▶ **YOUR TASK**
Copy out the data below verbatim.

************

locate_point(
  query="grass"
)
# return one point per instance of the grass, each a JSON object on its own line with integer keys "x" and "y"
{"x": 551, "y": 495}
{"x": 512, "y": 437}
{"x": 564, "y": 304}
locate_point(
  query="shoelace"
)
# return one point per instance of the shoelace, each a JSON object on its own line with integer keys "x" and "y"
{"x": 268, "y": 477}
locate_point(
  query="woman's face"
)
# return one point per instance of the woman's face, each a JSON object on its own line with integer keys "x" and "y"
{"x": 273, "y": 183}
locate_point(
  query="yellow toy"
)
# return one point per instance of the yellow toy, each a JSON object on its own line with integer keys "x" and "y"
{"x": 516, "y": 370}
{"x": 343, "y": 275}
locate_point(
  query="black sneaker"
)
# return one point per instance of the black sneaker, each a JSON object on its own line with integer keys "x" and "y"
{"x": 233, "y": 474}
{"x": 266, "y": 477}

************

▶ **RESULT OF THIS TASK**
locate_point(
  query="grass"
)
# return one point per instance of the grass, each a JSON object on its own line with integer keys "x" and "y"
{"x": 551, "y": 495}
{"x": 512, "y": 437}
{"x": 564, "y": 304}
locate_point(
  query="shoelace"
)
# return one point per instance of the shoelace, each a JSON object on its own line with integer keys "x" and "y"
{"x": 268, "y": 477}
locate_point(
  query="woman's face"
)
# return one point per instance of the woman's face, each a JSON object on its own line with integer keys "x" and "y"
{"x": 273, "y": 183}
locate_point(
  query="yellow toy"
)
# return one point per instance of the yellow toy, each a JSON object on its own line with integer keys "x" and "y"
{"x": 516, "y": 370}
{"x": 343, "y": 275}
locate_point(
  query="black sneaker"
)
# return one point per instance of the black sneaker, each a JSON object on its own line with integer keys "x" and "y"
{"x": 233, "y": 474}
{"x": 266, "y": 477}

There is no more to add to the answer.